» **Directions for this task**
Give back each entry exactly as written, apart from the pictures.

» **Extracted entries**
= = =

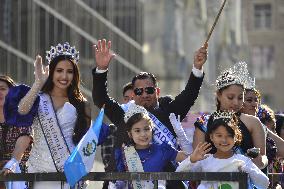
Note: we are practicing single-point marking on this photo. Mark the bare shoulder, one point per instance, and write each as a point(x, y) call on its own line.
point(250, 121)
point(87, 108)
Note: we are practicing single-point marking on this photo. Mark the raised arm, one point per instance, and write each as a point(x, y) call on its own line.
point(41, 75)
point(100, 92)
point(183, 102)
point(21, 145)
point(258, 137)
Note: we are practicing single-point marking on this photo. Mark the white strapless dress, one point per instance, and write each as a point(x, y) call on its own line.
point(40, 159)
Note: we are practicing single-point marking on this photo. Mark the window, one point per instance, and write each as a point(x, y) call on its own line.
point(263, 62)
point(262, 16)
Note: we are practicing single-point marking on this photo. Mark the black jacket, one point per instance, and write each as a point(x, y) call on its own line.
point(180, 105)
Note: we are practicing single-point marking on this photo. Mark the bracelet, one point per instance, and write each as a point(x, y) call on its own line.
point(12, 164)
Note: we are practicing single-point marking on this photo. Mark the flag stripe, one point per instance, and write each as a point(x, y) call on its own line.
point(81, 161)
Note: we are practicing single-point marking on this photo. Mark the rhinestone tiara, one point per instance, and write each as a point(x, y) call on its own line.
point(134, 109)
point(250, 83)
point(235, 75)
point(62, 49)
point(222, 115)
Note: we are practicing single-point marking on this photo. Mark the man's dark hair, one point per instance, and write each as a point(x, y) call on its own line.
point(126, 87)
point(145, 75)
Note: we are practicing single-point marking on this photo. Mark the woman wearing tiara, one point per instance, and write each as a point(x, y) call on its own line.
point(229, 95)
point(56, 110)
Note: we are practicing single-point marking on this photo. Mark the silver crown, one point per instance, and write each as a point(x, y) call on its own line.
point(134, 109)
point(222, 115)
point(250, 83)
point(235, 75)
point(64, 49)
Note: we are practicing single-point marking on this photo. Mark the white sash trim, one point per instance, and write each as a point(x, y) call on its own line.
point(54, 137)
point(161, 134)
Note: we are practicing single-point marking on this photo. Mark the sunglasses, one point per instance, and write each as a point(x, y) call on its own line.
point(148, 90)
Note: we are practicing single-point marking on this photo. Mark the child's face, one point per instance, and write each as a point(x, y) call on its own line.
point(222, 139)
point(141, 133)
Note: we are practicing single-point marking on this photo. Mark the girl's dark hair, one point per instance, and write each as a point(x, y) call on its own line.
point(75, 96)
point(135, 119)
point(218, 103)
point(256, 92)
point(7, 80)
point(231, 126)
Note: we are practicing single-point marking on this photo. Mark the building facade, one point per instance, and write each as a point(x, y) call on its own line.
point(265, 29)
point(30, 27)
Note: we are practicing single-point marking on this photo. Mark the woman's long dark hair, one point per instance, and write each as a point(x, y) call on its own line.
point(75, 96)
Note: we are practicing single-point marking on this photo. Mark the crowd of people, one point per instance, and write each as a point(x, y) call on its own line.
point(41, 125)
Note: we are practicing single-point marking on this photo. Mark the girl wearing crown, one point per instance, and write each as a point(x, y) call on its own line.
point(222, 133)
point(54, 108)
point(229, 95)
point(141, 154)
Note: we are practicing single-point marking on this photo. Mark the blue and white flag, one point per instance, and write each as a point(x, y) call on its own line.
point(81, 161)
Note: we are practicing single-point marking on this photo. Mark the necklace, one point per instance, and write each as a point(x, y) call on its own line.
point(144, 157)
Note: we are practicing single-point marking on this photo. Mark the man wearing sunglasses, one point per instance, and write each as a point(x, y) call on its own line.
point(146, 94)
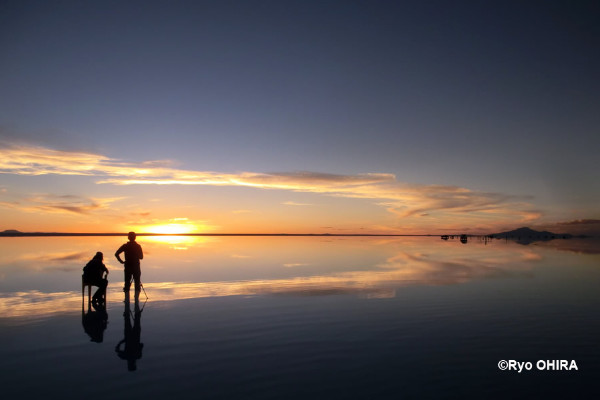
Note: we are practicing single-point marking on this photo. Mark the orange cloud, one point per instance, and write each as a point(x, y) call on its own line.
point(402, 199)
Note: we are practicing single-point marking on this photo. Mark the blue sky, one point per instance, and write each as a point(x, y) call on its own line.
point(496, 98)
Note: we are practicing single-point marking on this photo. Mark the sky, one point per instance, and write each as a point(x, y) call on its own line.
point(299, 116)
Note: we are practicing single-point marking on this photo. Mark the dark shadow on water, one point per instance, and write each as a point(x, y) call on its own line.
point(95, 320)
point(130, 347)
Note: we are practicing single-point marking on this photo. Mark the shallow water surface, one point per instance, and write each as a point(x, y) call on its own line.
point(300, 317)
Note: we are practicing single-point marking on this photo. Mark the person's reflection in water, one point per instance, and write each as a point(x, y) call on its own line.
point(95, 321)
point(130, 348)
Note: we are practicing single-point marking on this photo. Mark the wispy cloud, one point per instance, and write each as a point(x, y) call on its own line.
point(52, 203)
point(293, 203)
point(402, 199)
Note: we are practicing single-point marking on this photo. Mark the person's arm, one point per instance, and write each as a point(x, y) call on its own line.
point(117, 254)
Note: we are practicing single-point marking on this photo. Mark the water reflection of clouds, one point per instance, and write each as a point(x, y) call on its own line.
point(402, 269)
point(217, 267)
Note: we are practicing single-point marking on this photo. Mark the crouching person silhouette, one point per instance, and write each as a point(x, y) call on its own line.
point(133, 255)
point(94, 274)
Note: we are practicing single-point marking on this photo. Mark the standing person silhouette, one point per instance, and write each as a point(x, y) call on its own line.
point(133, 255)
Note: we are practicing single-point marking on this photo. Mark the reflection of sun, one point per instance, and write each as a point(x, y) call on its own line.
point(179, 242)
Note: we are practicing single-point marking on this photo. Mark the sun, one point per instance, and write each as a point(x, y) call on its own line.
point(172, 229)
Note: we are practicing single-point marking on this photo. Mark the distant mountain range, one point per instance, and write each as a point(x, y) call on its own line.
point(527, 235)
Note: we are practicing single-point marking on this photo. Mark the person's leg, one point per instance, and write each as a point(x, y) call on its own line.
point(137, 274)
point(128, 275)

= = =

» **Output below**
Note: we are practicing single-point marking on this photo. Mark the bare shoulder, one point per instance, and write each as a point(x, y) call on its own line.
point(250, 121)
point(87, 108)
Note: we are practicing single-point marking on this photo. Mark the raised arm, one point per instance, and write each as a point(x, y) call on its own line.
point(41, 75)
point(100, 92)
point(183, 102)
point(21, 145)
point(258, 137)
Note: we are practicing single-point marking on this photo. Mark the white strapless dress, one point per instance, and write each as a point(x, y) call on its own line.
point(40, 159)
Note: we are practicing single-point marking on this photo. Mark the window, one point per instance, and write each as a point(x, y) call on its own line.
point(263, 62)
point(262, 16)
Note: we are practicing single-point marking on this photo. Mark the black jacket, one point per instance, and write each as a point(x, y) call on its own line.
point(180, 105)
Note: we are practicing single-point marking on this photo. Mark the bracelet, one point per instance, and write each as a point(x, y) call on its own line.
point(12, 164)
Note: we are practicing single-point marking on this photo. Mark the flag stripe, one point per instance, and write each as a point(x, y) call on its own line.
point(81, 161)
Note: we are practicing single-point marking on this photo. Mark the rhinestone tiara, one point per instance, and write each as a point(x, y) call on its own line.
point(134, 109)
point(250, 83)
point(235, 75)
point(62, 49)
point(222, 115)
Note: we are practicing single-point marking on this photo. Mark the man's dark hair, one point per instance, and write each as a point(x, y) call on its own line.
point(126, 87)
point(145, 75)
Note: we are practicing single-point marking on this photo. Mark the woman wearing tiara, one point per instance, and write each as a point(x, y) call on its own line.
point(229, 95)
point(56, 110)
Note: we are practicing single-point marking on this photo. Mark the silver crown, one point per instance, and write each as a point(x, y) call on its own line.
point(134, 109)
point(222, 115)
point(250, 83)
point(235, 75)
point(64, 49)
Note: we are practicing single-point marking on this photo. Mark the white sash trim, one point per instance, and write each as a point(x, y) call on its own line.
point(54, 137)
point(161, 134)
Note: we are practicing single-point marking on this photo. Mark the sunglasses, one point per instance, and write each as a point(x, y) call on its own line.
point(148, 90)
Note: we are practicing single-point marking on this photo. Mark the child's face, one point per instance, and write each as a point(x, y) call on its own line.
point(222, 139)
point(141, 133)
Note: we are practicing single-point marking on this photo. Mark the girl's dark hair, one point per instance, and write each as a point(x, y) call on its own line.
point(75, 96)
point(135, 119)
point(218, 103)
point(256, 92)
point(7, 80)
point(231, 126)
Note: we are practicing single-point marking on this photo. Mark the building facade, one point per instance, and write each as a point(x, y) call on its own line.
point(265, 29)
point(30, 27)
Note: we are practicing single-point marking on this photo. Mark the woman's long dark hair, one point per instance, and write each as a point(x, y) call on its own line.
point(75, 96)
Note: we are practicing single-point marking on this photo. Mark the crowd of people, one point per instance, and write each as a point(x, y) call on its own line.
point(41, 125)
Note: we are practicing single-point marking on this photo. Mark the girl wearing crown, one point per instance, and write each as a point(x, y) call on its own line.
point(222, 133)
point(54, 108)
point(229, 95)
point(141, 154)
Note: we are practicing single-point marking on this photo. Mark the blue and white flag, one point per instance, and write each as a point(x, y) call on its own line.
point(81, 161)
Note: we are practicing single-point marking on this photo. Mark the necklace, one point per instance, and write each as a point(x, y) call on its own line.
point(144, 157)
Note: we are practicing single-point marking on this photo. Mark the man wearing sunglasses, one point per instance, and write each as a point(x, y) call on its own line.
point(146, 94)
Note: we are practicing single-point marking on this photo. Mark the orange cloud, one point per instance, and write each as a point(x, y) call on its own line.
point(402, 199)
Note: we are practicing single-point marking on this photo. Mark the blue sky, one point per instance, and write each as a point(x, y) call on its own line.
point(496, 98)
Note: we are practicing single-point marking on this photo. Mark the sky, one point per instance, and write each as a point(x, y) call on its own line.
point(299, 116)
Note: we are practicing single-point marking on this photo. Mark the dark shadow on water, one point per instance, and write each as a point(x, y) call on its own line.
point(95, 320)
point(130, 347)
Note: we are practicing single-point marking on this photo. Mark the shallow water surface, one point per instance, and write each as a point(x, y) call on its own line.
point(300, 317)
Note: we are practicing single-point marking on this photo. Mark the person's reflection in water, one point per instance, and write each as a point(x, y) call on its own line.
point(95, 321)
point(130, 348)
Note: we are practicing single-point marking on this photo. Mark the wispy cloud, one point per instance, and write each as a point(x, y) call on its own line.
point(52, 203)
point(293, 203)
point(402, 199)
Note: we are practicing single-point marking on this photo. Mark the person's arm, one point per instance, and write each as a point(x, y) call on its own line.
point(117, 254)
Note: we are practicing single-point marking on this photo. Mark the water reflection of clouds, one point per instance, and write each as a point(x, y) call on its own line.
point(402, 269)
point(217, 267)
Note: we are practicing single-point marking on this photo. Mark the crouching person silhouette, one point per instance, and write each as a point(x, y) call on its own line.
point(133, 255)
point(94, 274)
Note: we are practicing single-point marking on this photo. Mark the standing person silhouette, one point per instance, and write each as a point(x, y) call on its own line.
point(133, 255)
Note: we are practicing single-point marking on this photo. Mark the reflection of sun, one point per instance, and write each as a point(x, y) call on its own line.
point(179, 242)
Note: we are practicing single-point marking on this photo. Mark the sun, one point per instance, and write each as a point(x, y) call on its own line.
point(172, 229)
Note: we are practicing single-point marking on this photo. Mark the distant mountain range, one point per instance, and write each as a point(x, y) call on its own line.
point(527, 235)
Note: we are practicing single-point marking on this photo. Mark the person's leg, one point per instance, and write each as a point(x, y) call on its own line.
point(137, 274)
point(128, 275)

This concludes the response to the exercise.